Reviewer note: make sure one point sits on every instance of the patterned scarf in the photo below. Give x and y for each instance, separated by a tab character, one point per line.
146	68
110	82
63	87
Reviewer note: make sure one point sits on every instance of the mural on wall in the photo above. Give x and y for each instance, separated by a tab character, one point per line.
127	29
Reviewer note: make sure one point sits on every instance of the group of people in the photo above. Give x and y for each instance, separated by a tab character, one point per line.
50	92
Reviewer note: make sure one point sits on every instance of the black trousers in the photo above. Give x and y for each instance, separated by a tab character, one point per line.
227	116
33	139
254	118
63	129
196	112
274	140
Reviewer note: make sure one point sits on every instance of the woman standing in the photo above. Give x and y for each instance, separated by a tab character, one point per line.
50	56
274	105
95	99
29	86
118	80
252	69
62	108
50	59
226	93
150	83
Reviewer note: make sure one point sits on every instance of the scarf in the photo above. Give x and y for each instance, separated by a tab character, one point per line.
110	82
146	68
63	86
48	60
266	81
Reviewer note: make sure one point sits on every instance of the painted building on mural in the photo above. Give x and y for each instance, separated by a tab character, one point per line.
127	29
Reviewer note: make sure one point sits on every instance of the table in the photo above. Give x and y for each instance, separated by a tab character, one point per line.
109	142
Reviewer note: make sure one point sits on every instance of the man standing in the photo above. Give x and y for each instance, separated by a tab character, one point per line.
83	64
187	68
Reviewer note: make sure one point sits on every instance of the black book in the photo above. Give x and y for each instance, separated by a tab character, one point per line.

════════════════

**TASK PROMPT**
Each record above needs to be transcribed word for word.

**RESULT BELOW**
Reviewer note: make sure one point sits on every instance of the patterned scarf in the photo below. Give x and y for each instance, separated by a tab character, one point per line.
146	68
110	82
63	87
Reviewer note: make sure one point sits on every instance of the mural on wall in the photo above. Give x and y for each instance, separated by a tab character, one point per line.
127	29
Reviewer note: make sure one point sits on every instance of the group of people in the photo above. Give x and y for each instance, separated by a tab character, one point per line.
50	92
Reviewer note: make sure one point sits on every instance of the black trousers in the photo above. Give x and y for each instance, separated by a tab character, one point per line.
227	116
33	139
254	118
63	129
196	112
274	140
Reviewer note: make sure one point sits on every instance of the woman standing in the photo above. Give x and y for each instance, separated by a tab character, one point per line.
50	56
274	105
95	99
29	86
118	80
252	69
62	108
50	59
226	93
150	83
Reviewer note: make sure one point sits on every instance of the scarf in the photo above. Give x and y for each instance, separated by a tab character, one point per line.
110	82
146	68
63	86
48	60
266	81
Reviewer note: make sure one point sits on every instance of the painted building on mural in the photo above. Give x and y for each instance, separated by a tab character, one point per line.
127	29
Reviewer note: make sure one point sits on every instance of the table in the photo above. Give x and y for each instance, separated by a tab character, one point per line.
109	142
Reviewer note: make sure one point sits on every instance of the man standing in the photo above. Give x and y for each instance, separated by a tab character, one point per line.
83	64
187	68
Reviewer note: make sure one point sits on every instance of the black book in the photo above. Give x and y for each instance, separated by a tab character, one point per line.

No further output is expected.